§ Page extract
Description Mohammed Salih 2020-07-14 22:22:33 UTC
Description of problem:
Ceph dashboard is not accessible while using TLS everywhere. Haproxy complains of not having enough backend servers. Though the backend services are up and running, they are all "http" instead of expected "https". 

Currently a possible workaround is to use heat parameter "CephAnsibleExtraConfig" to pass "dashboard_protocol: https". This will set the extra_vars for Ceph-Ansible  playbook.
 
Version-Release number of selected component (if applicable):
Red Hat OpenStack 16.0
openstack-tripleo-heat-templates-11.3.2-0.20200405044625.ec9970c.el8ost.noarch
ceph-ansible-4.0.23-1.el8cp.noarch

How reproducible:
Always

Steps to Reproduce:
1. Deploy RHSOP16.0 with following environments along with your other environment files 
>  -e /usr/share/openstack-tripleo-heat-templates/environments/ssl/enable-internal-tls.yaml \
>  -e /usr/share/openstack-tripleo-heat-templates/environments/ssl/tls-everywhere-endpoints-dns.yaml \
>  -e /usr/share/openstack-tripleo-heat-templates/environments/services/haproxy-public-tls-certmonger.yaml \
>  -e /usr/share/openstack-tripleo-heat-templates/environments/ceph-ansible/ceph-ansible.yaml \
>  -e /usr/share/openstack-tripleo-heat-templates/environments/ceph-ansible/ceph-rgw.yaml \
>  -e /usr/share/openstack-tripleo-heat-templates/environments/ceph-ansible/ceph-dashboard.yaml \
2. Deployment succeeds, but if you try to access the dasboard using the control plane VIP, you would get "service unavailable" error. 
3. Check /var/lib/config-data/puppet-generated/haproxy/etc/haproxy/haproxy.cfg. You can see that both "ceph_dashboard" and "ceph_grafana" are configured correctly with SSL and enabled backends assuming SSL.
4. try to directly access any of the backends listed using curl with "https" and it would give error. Now try to access the same URLs with "http" and you would get a successful response.

Actual results:
Service unavailable while accessing Ceph dashboard

Expected results:
A nice Ceph dashboard

Additional info:

Comment 1 Mohammed Salih 2020-07-15 05:07:59 UTC
Even the workaround suggested above wouldn't work, because grafana container service is configured to expect cert and key at /etc/grafana/ceph_grafana.{key,crt} , but heat templates points it to /etc/pki/tls/certs/ceph_grafana.crt and /etc/pki/tls/private/ceph_grafana.key instead. Obviously the deployment fails.

Comment 2 Mohammed Salih 2020-07-16 05:56:34 UTC
I've tried with custom heat templates for 

> /usr/share/openstack-tripleo-heat-templates/deployment/ceph-ansible/ceph-grafana.yaml and
> /usr/share/openstack-tripleo-heat-templates/deployment/ceph-ansible/ceph-mgr.yaml

with modified dashboard_crt, dashboard_key, grafana_crt and grafana_key file location, but heat deployment fails because /etc/grafana or /etc/ceph directories doesn't exists. 

Reverted back the file locations to /etc/pki/tls/{private,certs}/, but then ceph-ansible would complain it couldn't copy files from Ansible Controller to remote server.

§ Given exercise A
Answer these questions about the bug report:
(i) Which ceph-ansible package version is listed?
(ii) What error appears when the dashboard is accessed through the control plane VIP?
(iii) According to Comment 1, where does the grafana container service expect the certificate and key?
The bug report above and the rows on this page are unrelated material.

§ Entries
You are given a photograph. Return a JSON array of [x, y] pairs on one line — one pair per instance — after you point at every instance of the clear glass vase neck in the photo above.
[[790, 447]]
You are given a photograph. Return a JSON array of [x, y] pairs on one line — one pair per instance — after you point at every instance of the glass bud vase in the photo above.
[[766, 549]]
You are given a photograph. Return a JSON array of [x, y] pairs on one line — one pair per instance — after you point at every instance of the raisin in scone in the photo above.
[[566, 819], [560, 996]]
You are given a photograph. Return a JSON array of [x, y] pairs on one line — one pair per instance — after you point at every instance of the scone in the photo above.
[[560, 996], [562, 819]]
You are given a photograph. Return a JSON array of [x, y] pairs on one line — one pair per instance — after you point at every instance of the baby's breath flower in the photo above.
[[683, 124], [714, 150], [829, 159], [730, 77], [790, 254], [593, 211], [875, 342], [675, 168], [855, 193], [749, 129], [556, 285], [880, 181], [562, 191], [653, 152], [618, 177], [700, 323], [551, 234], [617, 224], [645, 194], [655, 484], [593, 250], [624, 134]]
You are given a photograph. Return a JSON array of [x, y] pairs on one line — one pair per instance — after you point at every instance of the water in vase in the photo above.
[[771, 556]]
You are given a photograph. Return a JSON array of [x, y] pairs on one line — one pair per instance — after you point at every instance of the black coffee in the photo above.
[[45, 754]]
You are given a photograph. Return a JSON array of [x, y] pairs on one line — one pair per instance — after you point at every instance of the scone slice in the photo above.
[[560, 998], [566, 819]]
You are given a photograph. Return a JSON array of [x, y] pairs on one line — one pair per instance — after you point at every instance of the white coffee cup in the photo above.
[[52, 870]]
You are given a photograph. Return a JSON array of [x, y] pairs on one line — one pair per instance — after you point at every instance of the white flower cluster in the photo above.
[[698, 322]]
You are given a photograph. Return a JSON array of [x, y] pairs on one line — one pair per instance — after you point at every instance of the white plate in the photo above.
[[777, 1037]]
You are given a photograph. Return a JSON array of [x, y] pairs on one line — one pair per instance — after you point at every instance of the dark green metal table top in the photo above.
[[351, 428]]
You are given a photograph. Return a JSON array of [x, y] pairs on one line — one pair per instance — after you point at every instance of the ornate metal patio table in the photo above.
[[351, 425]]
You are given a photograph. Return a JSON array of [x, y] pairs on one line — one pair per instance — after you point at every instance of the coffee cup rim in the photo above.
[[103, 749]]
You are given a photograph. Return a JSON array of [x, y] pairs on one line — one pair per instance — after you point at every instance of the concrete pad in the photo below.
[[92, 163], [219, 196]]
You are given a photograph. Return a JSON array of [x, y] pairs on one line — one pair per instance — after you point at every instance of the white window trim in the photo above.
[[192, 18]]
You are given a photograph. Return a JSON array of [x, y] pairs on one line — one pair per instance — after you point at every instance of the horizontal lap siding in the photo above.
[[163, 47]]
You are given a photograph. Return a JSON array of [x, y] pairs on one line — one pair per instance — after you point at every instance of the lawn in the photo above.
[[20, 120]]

...

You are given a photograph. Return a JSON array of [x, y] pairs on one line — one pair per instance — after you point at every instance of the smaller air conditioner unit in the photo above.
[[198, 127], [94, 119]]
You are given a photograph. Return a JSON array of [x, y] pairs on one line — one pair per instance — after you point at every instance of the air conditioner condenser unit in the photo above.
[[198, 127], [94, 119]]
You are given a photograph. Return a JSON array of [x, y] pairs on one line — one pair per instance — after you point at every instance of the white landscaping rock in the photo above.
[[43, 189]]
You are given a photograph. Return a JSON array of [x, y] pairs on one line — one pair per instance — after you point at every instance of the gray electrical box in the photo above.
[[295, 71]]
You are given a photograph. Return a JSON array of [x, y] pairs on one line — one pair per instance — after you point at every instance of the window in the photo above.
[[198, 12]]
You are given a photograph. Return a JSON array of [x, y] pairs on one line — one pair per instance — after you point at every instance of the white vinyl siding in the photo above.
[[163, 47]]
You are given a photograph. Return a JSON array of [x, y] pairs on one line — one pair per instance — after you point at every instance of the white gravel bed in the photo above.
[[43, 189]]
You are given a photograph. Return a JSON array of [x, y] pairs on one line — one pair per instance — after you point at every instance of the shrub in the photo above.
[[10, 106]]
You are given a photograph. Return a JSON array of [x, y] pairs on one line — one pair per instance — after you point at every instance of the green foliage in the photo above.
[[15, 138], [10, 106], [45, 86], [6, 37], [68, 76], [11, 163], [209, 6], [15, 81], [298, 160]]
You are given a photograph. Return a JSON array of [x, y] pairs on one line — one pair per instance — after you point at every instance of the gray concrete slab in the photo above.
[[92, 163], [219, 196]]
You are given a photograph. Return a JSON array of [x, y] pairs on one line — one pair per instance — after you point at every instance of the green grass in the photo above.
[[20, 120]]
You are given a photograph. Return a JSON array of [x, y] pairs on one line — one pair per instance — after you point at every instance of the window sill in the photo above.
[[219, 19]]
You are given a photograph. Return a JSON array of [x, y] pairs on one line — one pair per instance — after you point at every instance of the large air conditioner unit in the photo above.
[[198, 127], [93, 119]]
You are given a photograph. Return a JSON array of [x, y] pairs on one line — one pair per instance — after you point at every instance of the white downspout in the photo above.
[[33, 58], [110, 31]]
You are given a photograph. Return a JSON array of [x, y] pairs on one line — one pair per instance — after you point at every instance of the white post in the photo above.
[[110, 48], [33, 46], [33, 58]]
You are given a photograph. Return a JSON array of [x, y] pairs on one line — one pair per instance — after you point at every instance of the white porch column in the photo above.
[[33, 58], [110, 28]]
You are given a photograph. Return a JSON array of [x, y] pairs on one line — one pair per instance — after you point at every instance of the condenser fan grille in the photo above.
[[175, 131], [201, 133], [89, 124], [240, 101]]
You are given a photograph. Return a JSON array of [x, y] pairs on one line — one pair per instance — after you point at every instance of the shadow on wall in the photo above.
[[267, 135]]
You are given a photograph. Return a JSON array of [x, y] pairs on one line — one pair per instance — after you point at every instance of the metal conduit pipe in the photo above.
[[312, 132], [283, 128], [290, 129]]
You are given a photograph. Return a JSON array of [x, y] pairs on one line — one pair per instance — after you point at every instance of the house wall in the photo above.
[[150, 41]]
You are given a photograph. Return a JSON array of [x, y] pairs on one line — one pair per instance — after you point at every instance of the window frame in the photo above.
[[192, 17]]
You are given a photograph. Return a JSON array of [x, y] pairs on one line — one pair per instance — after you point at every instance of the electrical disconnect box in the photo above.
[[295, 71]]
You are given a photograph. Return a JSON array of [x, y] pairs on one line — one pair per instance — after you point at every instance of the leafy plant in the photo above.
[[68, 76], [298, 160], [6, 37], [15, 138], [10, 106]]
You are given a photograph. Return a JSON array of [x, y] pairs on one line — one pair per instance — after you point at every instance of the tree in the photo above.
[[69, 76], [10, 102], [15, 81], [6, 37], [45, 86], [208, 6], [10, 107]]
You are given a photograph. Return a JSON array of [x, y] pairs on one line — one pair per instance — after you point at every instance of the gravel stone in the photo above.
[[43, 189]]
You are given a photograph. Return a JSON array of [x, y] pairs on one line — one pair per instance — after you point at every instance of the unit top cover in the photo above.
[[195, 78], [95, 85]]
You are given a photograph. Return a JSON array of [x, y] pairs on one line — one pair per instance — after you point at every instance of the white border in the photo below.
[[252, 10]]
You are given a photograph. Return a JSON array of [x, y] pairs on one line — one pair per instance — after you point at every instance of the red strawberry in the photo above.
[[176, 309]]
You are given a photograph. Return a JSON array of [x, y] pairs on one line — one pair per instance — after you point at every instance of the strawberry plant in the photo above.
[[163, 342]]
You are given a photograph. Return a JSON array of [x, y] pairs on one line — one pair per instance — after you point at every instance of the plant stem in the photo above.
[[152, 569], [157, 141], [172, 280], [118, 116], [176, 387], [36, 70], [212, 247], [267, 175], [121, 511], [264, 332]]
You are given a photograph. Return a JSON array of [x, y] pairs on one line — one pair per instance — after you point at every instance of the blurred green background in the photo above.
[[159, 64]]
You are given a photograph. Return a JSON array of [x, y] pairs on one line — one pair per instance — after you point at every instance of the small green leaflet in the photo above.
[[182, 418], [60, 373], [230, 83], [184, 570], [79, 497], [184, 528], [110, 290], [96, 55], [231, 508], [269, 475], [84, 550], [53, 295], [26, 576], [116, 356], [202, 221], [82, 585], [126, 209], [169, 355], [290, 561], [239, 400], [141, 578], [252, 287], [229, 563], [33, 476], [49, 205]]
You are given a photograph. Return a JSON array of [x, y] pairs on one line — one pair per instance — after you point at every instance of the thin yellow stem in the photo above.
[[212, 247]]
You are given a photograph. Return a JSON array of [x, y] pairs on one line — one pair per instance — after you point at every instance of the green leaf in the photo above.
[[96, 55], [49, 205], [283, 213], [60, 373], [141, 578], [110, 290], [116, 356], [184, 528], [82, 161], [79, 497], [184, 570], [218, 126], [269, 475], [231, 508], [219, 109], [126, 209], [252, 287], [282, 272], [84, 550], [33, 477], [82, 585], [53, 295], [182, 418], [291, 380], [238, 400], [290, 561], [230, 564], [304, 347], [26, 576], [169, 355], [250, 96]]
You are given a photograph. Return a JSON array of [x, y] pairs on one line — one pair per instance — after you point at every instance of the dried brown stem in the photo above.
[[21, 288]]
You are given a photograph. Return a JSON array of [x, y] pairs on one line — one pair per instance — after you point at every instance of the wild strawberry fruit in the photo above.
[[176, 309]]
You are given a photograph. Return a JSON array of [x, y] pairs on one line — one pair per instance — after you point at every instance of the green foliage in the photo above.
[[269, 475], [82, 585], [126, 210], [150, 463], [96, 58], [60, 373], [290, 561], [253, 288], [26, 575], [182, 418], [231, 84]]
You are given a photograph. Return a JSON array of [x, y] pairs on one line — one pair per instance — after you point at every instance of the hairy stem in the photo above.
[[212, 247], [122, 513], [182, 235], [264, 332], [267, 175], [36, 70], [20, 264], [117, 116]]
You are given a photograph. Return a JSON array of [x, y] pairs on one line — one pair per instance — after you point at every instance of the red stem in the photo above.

§ Given exercise B
Find each row containing the word "slab" and copy those rows in full.

§ Exercise solution A
(i) ceph-ansible-4.0.23-1.el8cp.noarch
(ii) A "service unavailable" error.
(iii) At /etc/grafana/ceph_grafana.{key,crt}

§ Exercise solution B
You are given a photograph. Return a JSON array of [x, y] pairs on one line — one pair per instance — after you point at every instance of the gray concrete slab in the photo above.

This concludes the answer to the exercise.